Do any lines in the data below contain "form"? If so, copy every one of them.

[Data entries]
# # #

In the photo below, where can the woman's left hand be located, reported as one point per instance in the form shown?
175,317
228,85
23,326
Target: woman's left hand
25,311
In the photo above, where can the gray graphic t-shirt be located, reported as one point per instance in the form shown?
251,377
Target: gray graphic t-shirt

# # #

[RESULT]:
In the photo below, where can the woman's left hand be located, reported as one point per instance in the form shown?
In the photo above, where can the gray graphic t-shirt be located, reported as one point per instance in the form shown?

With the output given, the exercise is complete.